### Your assignment
Report every line of the records that includes the word "above".

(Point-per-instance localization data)

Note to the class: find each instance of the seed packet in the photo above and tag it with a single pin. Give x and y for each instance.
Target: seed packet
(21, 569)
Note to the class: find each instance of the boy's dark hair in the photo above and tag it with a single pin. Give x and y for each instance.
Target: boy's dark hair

### Result
Note to the class: find each instance of the seed packet in the photo above and tag it with a single pin. Give x and y for each instance.
Note to the class: find each instance of the boy's dark hair in the photo above and tag it with a single pin. Give x and y for each instance.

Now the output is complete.